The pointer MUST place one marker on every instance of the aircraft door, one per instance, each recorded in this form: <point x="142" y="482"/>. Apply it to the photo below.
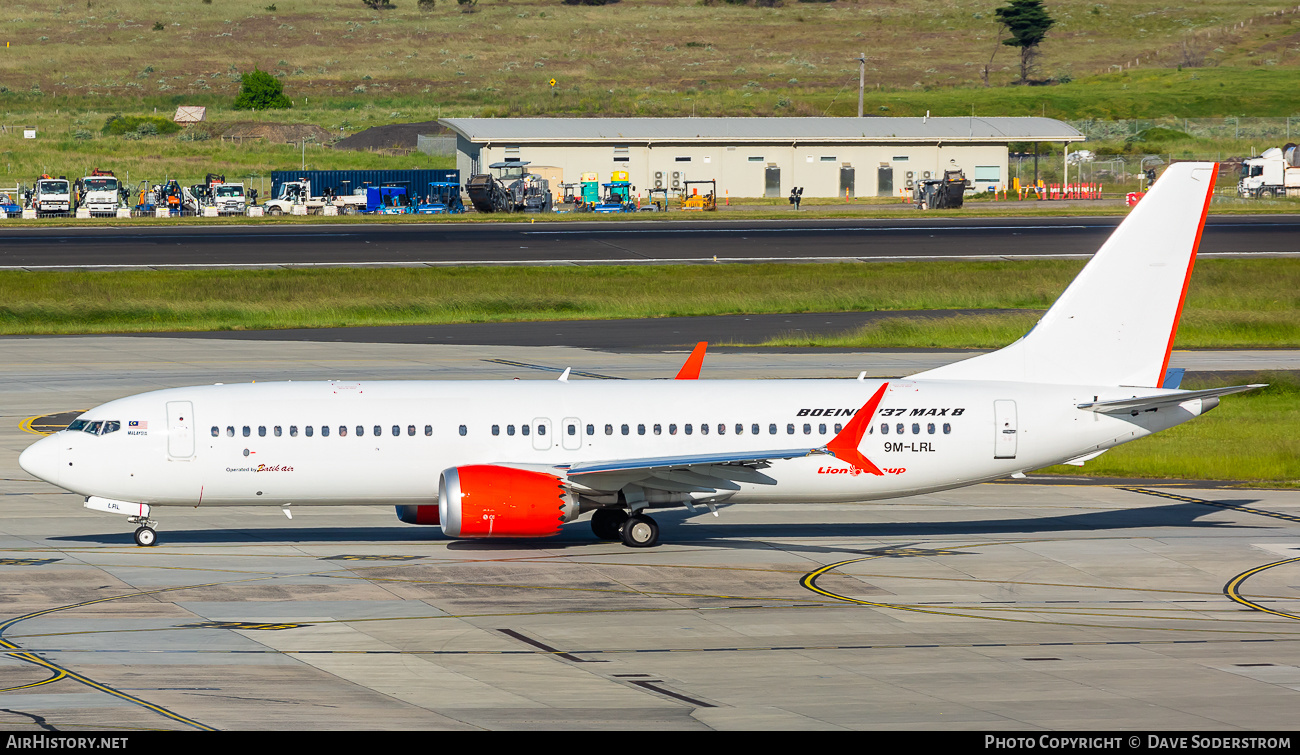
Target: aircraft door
<point x="180" y="430"/>
<point x="1005" y="429"/>
<point x="542" y="434"/>
<point x="571" y="434"/>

**Stated problem:**
Rewrite the rows above, swapping every "aircraft door" for "airplane door" and keeping everything else unchanged. Leave the pictures out.

**Solution below:**
The pointer MUST place one marker on every instance of the airplane door, one per instance, each recorded in this form: <point x="142" y="482"/>. Apply it to the photo below.
Target: airplane door
<point x="180" y="430"/>
<point x="1005" y="429"/>
<point x="542" y="434"/>
<point x="571" y="434"/>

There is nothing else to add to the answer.